- PROBLEM
The listing below should be copied in full, word for word.
══ EXTRACTED DATA ══
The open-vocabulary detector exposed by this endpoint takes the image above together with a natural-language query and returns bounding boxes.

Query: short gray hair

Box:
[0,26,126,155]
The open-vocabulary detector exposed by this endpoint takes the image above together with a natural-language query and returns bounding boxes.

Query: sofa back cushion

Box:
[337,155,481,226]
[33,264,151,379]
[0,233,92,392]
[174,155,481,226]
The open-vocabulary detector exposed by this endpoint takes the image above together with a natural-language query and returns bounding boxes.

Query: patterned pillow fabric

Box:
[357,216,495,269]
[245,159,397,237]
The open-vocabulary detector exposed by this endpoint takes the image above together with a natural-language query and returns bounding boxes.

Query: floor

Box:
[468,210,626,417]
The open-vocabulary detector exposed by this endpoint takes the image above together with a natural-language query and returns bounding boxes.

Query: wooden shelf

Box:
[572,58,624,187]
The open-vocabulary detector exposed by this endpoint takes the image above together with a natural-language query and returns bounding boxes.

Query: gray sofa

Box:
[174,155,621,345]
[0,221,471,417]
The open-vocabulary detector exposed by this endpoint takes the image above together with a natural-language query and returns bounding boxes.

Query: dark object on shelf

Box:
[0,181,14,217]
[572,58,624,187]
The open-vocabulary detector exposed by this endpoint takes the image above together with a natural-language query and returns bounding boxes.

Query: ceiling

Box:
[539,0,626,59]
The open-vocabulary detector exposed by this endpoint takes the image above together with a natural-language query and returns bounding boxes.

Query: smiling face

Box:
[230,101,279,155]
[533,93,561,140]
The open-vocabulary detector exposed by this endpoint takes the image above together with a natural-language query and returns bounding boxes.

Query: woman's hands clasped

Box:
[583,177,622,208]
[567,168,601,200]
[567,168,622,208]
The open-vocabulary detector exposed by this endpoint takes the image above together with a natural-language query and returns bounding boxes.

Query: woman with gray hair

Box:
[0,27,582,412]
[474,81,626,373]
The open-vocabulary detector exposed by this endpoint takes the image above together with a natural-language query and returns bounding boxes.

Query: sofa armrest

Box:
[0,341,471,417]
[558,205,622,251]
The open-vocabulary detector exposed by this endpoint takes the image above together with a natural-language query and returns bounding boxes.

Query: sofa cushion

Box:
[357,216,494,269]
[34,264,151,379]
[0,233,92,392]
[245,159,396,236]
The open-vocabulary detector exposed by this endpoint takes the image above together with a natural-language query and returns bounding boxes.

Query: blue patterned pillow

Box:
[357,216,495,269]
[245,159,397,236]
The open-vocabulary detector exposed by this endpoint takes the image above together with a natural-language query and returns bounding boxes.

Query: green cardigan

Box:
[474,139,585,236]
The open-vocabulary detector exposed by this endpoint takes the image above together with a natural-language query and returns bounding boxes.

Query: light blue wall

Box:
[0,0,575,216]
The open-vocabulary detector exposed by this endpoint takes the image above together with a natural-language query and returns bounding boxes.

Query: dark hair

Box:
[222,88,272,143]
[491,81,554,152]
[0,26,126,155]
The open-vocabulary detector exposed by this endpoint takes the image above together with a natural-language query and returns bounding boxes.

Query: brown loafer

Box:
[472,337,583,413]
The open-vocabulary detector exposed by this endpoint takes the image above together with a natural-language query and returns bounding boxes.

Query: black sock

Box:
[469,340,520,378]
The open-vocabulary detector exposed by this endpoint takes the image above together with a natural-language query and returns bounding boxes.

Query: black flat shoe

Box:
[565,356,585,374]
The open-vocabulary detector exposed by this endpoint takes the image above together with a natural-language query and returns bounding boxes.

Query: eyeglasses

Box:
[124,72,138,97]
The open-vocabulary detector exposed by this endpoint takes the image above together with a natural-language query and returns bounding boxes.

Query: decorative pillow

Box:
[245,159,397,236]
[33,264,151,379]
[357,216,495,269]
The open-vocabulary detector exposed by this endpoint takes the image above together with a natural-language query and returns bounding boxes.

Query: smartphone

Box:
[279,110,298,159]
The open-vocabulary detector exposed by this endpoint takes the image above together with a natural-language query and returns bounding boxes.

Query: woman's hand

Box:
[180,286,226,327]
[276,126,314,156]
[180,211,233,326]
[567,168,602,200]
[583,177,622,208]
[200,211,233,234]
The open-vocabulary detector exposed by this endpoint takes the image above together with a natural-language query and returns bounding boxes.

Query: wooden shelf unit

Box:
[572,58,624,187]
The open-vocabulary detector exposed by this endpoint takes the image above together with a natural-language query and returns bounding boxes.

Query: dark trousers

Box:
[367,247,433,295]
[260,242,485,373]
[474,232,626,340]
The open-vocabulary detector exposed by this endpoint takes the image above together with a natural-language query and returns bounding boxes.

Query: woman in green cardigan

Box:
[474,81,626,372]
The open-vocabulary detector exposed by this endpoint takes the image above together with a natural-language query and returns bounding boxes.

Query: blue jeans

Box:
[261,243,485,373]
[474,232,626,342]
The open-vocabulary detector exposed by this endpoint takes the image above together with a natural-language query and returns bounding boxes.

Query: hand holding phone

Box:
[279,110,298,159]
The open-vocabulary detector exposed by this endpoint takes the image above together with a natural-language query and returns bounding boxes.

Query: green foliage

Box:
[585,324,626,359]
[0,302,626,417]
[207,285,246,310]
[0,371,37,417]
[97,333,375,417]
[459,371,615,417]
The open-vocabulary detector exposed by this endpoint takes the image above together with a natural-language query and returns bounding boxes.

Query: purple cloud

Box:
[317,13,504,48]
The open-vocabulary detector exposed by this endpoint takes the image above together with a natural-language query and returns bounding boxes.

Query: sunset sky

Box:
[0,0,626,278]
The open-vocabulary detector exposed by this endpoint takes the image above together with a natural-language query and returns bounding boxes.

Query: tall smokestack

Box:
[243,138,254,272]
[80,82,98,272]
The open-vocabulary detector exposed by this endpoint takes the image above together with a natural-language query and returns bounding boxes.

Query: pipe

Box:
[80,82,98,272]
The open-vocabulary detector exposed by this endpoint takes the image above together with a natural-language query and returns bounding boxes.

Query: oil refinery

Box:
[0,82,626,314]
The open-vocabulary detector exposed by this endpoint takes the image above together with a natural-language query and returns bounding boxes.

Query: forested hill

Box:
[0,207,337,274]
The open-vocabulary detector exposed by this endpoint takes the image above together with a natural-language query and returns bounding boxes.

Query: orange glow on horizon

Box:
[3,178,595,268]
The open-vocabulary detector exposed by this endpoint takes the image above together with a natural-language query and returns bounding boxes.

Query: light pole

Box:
═══
- WRITTEN RESPONSE
The open-vocabulary detector exposed by this endpoint takes the image above together with a natural-language query and returns bounding boxes.

Query: short gray hair

Box:
[0,26,126,155]
The open-vocabulary detector exposed by this endpoint takes the image above together with a natural-language query and returns bounding boxes.

Query: sofa back cushion

Box:
[337,155,481,226]
[33,264,151,379]
[0,233,92,392]
[174,155,481,226]
The open-vocabulary detector exposed by this endpoint takes the image above together with a natural-language query and returns bounding boxes.

Query: patterned pillow fabric

Box:
[357,216,495,269]
[245,159,397,237]
The open-vocabulary detector exposed by this endpoint takes the image above together with a natural-language query and returns bounding boxes.

Query: floor

Box:
[468,210,626,417]
The open-vocabulary detector exposed by this endpoint takes the image above together with a natural-language query and returns bounding boxes.

Query: wooden shelf

Box:
[572,58,624,187]
The open-vocabulary detector exposed by this endpoint takes the image above together with a natural-language query and returns bounding boxes.

Query: gray sofa

Box:
[174,155,621,345]
[0,221,471,417]
The open-vocabulary detector exposed by this endpoint takes the image above together with a natural-language query and returns bounding boxes.

Query: dark object on shelf

Box:
[0,181,14,217]
[572,58,624,187]
The open-vocabulary detector exposed by this endpoint takes the image above together with a natural-language query and returns bounding boxes.

Query: ceiling

Box:
[539,0,626,59]
The open-vocabulary detector exposed by this endpoint takes the image above together with a natural-language query and returns bounding boxes.

Query: smiling face

Box:
[230,101,279,155]
[533,93,561,140]
The open-vocabulary detector exposed by this endpoint takes the image above together with a natural-language query and returns bounding boxes.

Query: woman's hands clasped

Box:
[583,177,622,208]
[567,168,601,200]
[567,168,622,208]
The open-vocabulary detector exposed by this endpoint takes the image above together with a natural-language query and returns bounding boxes.

Query: woman with gray hair

Box:
[0,27,582,412]
[474,81,626,373]
The open-vocabulary detector exposed by this endpoint takes the image above together with a natural-language query and returns bounding boxes.

Query: sofa armrest

Box:
[0,341,471,417]
[558,205,622,251]
The open-vocabulary detector exposed by this endpoint takes the image above together with a natural-language query and returns bounding boxes.

Query: sofa cushion

Box:
[357,216,494,269]
[34,264,151,379]
[0,233,92,392]
[245,159,396,236]
The open-vocabulary detector exposed by this endpoint takes the image above together with a natural-language query and returns bounding boxes.

Query: blue patterned pillow

Box:
[357,216,495,269]
[245,159,397,236]
The open-vocabulary detector exposed by this endpoint takes the image above together with a natural-language query and returns bounding boxes.

Query: green cardigan

Box:
[474,139,585,236]
The open-vocabulary detector exposed by this endpoint takes the image above together with a natural-language query and returns bounding boxes.

Query: light blue wall

Box:
[0,0,575,216]
The open-vocabulary detector exposed by this endpoint takes the image above together with a natural-language query and returns bounding boxes.

Query: dark hair

Box:
[222,88,272,143]
[491,81,554,152]
[0,26,126,155]
The open-vocabulary detector exposed by this endpoint takes the image above together with a natural-language query and returns bounding boxes.

Query: brown loafer

Box:
[472,337,583,413]
The open-vocabulary detector exposed by this endpoint takes the image above together with a natural-language query and returns bounding boxes.

Query: black sock

Box:
[469,340,520,378]
The open-vocabulary detector exposed by this endpoint takes the image above together with a natural-language query and returns bounding boxes.

Query: black flat shoe

Box:
[565,356,585,374]
The open-vocabulary detector exposed by this endpoint takes the image above together with a natural-language query and returns bounding boxes.

Query: eyeglasses

Box:
[124,72,138,97]
The open-vocabulary detector exposed by this endpoint takes the image above together with a natural-language query and returns bounding boxes.

Query: decorative pillow

Box:
[245,159,397,236]
[33,264,151,379]
[357,216,495,269]
The open-vocabulary detector exposed by this endpoint takes the image above together with a natural-language query and returns bounding boxes.

Query: smartphone

Box:
[279,110,298,159]
The open-vocabulary detector exposed by this endpoint takes the image above together with a natural-language query and returns bounding boxes.

Query: woman's hand

Box:
[180,286,226,327]
[276,126,314,156]
[180,211,233,326]
[567,168,602,200]
[583,177,622,208]
[200,211,233,234]
The open-vocabulary detector exposed by this endpoint takes the image above together with a natural-language query and returns bounding boxes.

Query: wooden shelf unit

Box:
[572,58,624,187]
The open-vocabulary detector exposed by this endpoint takes the image above together with a natural-language query and returns bounding boxes.

Query: dark trousers

Box:
[367,247,433,295]
[260,242,485,373]
[474,232,626,340]
The open-vocabulary detector exposed by this endpoint takes the image above together with a natural-language query and returns bounding boxes.

Query: woman in green cardigan

Box:
[474,81,626,372]
The open-vocabulary detector exposed by this endpoint takes the image above together with a natural-language query and returns bounding boxes.

Query: blue jeans

Box:
[261,243,485,373]
[474,232,626,342]
The open-vocabulary detector exposed by this endpoint takes the image above together with a natural-language query and returns bounding boxes.

Query: hand holding phone

Box:
[279,110,298,159]
The open-vocabulary detector exposed by this endpoint takes the image above together with a natural-language query and returns bounding boxes.

Query: green foliage

Box:
[585,324,626,359]
[0,302,626,417]
[207,285,246,310]
[0,371,37,417]
[97,333,375,417]
[459,371,615,417]
The open-vocabulary detector exposed by this endpoint takes the image above together with a natural-language query and returns bounding boxes.

Query: purple cloud

Box:
[317,13,504,48]
The open-vocabulary detector exposed by this endpoint takes the image above together with a natural-language query and returns bounding boxes.

Query: sunset sky

Box:
[0,0,626,278]
The open-vocabulary detector exposed by this endpoint takes the image above together with a natural-language query and returns bounding boxes.

Query: tall smokestack

Box:
[243,138,254,272]
[80,82,98,272]
The open-vocabulary detector exposed by this endpoint takes the image above together with a natural-language query and returns bounding boxes.

Query: pipe

Box:
[80,82,98,272]
The open-vocabulary detector exposed by this endpoint takes the image above together with a natural-language query and returns bounding boxes.

Query: oil refinery

Box:
[0,82,626,314]
The open-vocabulary detector exposed by this endpoint takes the image above together with a natural-language query and returns bounding boxes.

Query: forested hill

Box:
[0,207,337,274]
The open-vocabulary detector exposed by this endpoint takes the image above together with a natural-language query and returns bounding boxes.

Query: orange glow on horizon

Box:
[3,178,595,268]
The open-vocabulary detector exposed by this endpoint takes the image above together with a natural-language query and returns bounding boxes.

Query: light pole

Box:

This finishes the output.